### Task objective
Can you filter the records below down to every line that contains the word "shirt", copying each of those lines? Treat the match as case-sensitive.

'''

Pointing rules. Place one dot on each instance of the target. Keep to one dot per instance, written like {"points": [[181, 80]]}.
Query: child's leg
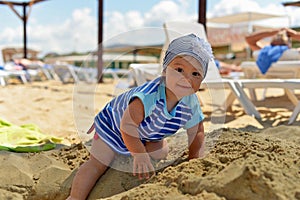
{"points": [[89, 172], [157, 150]]}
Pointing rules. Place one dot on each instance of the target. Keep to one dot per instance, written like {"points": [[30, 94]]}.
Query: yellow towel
{"points": [[25, 138]]}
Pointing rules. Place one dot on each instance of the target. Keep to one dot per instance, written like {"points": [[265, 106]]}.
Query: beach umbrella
{"points": [[24, 16], [201, 19], [294, 3]]}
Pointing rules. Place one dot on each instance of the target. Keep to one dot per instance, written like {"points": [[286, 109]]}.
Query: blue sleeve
{"points": [[147, 101]]}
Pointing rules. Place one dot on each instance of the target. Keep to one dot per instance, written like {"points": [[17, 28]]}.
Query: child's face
{"points": [[183, 76]]}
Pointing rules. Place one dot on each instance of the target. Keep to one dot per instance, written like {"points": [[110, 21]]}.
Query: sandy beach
{"points": [[245, 158]]}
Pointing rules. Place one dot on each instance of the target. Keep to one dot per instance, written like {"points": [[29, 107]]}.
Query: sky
{"points": [[65, 26]]}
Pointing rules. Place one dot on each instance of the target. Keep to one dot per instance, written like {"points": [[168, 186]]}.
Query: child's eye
{"points": [[179, 69], [196, 74]]}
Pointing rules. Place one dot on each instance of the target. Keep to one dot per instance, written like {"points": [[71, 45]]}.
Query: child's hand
{"points": [[142, 165]]}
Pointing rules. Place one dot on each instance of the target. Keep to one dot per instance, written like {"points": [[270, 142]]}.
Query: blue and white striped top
{"points": [[158, 123]]}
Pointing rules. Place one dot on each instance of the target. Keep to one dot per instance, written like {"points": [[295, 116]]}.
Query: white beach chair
{"points": [[69, 73], [280, 69]]}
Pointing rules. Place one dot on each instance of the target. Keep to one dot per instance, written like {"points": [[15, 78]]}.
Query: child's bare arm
{"points": [[196, 140], [133, 116]]}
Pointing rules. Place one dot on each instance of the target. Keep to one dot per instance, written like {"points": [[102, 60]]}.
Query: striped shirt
{"points": [[157, 124]]}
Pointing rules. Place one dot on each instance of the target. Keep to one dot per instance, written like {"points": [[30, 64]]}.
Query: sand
{"points": [[245, 158]]}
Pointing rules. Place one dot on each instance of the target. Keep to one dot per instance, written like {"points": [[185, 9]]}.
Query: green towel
{"points": [[25, 138]]}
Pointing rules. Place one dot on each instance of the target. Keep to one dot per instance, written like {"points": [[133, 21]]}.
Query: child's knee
{"points": [[160, 154]]}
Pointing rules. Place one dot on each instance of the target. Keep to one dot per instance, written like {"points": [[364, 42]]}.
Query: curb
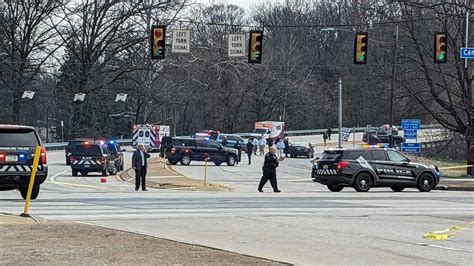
{"points": [[454, 188]]}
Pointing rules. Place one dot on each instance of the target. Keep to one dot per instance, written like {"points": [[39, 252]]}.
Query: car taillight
{"points": [[43, 155], [342, 165]]}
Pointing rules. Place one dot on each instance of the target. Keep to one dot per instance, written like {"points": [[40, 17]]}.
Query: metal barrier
{"points": [[62, 145]]}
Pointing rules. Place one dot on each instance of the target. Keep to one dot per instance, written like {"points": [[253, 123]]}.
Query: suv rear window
{"points": [[352, 155], [87, 150], [331, 155], [18, 137]]}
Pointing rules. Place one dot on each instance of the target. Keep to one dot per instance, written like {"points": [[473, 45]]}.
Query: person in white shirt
{"points": [[261, 145], [255, 146], [140, 165]]}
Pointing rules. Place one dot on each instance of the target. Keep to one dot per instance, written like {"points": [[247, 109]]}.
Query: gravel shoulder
{"points": [[80, 244]]}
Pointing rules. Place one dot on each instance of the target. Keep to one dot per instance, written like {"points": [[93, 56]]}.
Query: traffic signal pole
{"points": [[392, 87], [339, 85]]}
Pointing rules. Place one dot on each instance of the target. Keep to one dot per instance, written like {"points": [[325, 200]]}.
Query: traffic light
{"points": [[157, 39], [440, 48], [255, 47], [360, 48]]}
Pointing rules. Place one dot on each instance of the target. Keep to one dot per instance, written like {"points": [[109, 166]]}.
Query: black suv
{"points": [[116, 154], [362, 169], [185, 150], [17, 149], [70, 146], [86, 158]]}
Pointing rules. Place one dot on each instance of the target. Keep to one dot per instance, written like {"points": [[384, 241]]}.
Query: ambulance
{"points": [[270, 129], [149, 135]]}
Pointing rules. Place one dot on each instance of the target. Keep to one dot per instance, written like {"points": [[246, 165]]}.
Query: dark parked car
{"points": [[301, 149], [185, 150], [17, 149], [372, 167], [232, 140], [87, 157]]}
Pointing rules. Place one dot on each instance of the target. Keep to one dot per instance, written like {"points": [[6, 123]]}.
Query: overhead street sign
{"points": [[236, 46], [181, 41], [410, 133], [411, 147], [467, 53], [410, 124]]}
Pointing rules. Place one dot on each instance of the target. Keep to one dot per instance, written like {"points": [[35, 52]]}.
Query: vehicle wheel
{"points": [[363, 182], [397, 188], [34, 192], [231, 160], [335, 188], [185, 160], [113, 172], [426, 182]]}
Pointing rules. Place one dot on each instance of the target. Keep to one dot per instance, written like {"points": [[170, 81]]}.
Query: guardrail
{"points": [[62, 145], [306, 132]]}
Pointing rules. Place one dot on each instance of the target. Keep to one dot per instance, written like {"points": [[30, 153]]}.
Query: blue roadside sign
{"points": [[411, 147], [410, 133], [467, 52], [411, 124]]}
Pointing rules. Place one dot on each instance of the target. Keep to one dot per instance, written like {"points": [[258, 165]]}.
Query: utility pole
{"points": [[339, 85], [392, 87]]}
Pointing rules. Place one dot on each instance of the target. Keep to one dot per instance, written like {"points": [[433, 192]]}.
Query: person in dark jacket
{"points": [[239, 150], [250, 150], [269, 171], [287, 147], [224, 142], [269, 143], [329, 132], [140, 165]]}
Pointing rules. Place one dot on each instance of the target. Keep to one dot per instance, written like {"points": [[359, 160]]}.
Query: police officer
{"points": [[269, 171]]}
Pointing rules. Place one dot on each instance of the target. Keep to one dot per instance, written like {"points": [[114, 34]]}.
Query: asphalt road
{"points": [[305, 224]]}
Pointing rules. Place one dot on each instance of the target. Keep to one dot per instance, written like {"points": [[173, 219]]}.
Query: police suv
{"points": [[363, 168], [88, 157], [17, 150]]}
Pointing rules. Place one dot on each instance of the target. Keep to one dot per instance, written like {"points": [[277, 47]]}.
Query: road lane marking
{"points": [[74, 185]]}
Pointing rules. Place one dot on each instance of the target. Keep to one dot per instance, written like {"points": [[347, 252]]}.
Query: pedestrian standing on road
{"points": [[140, 165], [287, 147], [261, 145], [269, 171], [269, 143], [329, 132], [325, 138], [255, 146], [224, 142], [239, 151], [250, 148], [280, 147]]}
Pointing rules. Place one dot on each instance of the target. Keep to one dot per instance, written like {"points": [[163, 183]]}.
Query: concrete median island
{"points": [[161, 176]]}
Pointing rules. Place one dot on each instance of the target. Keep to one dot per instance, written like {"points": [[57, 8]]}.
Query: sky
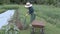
{"points": [[5, 17]]}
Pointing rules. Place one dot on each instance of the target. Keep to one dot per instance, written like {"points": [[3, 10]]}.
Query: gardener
{"points": [[31, 11]]}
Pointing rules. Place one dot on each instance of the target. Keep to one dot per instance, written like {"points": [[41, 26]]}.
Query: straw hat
{"points": [[28, 4]]}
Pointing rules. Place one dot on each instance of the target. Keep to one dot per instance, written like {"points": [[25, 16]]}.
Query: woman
{"points": [[31, 11]]}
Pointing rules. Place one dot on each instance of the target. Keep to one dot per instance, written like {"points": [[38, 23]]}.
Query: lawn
{"points": [[49, 14]]}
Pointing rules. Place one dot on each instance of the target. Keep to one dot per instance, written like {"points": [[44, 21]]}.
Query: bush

'''

### Response for this exercise
Query: striped shirt
Query: person in white shirt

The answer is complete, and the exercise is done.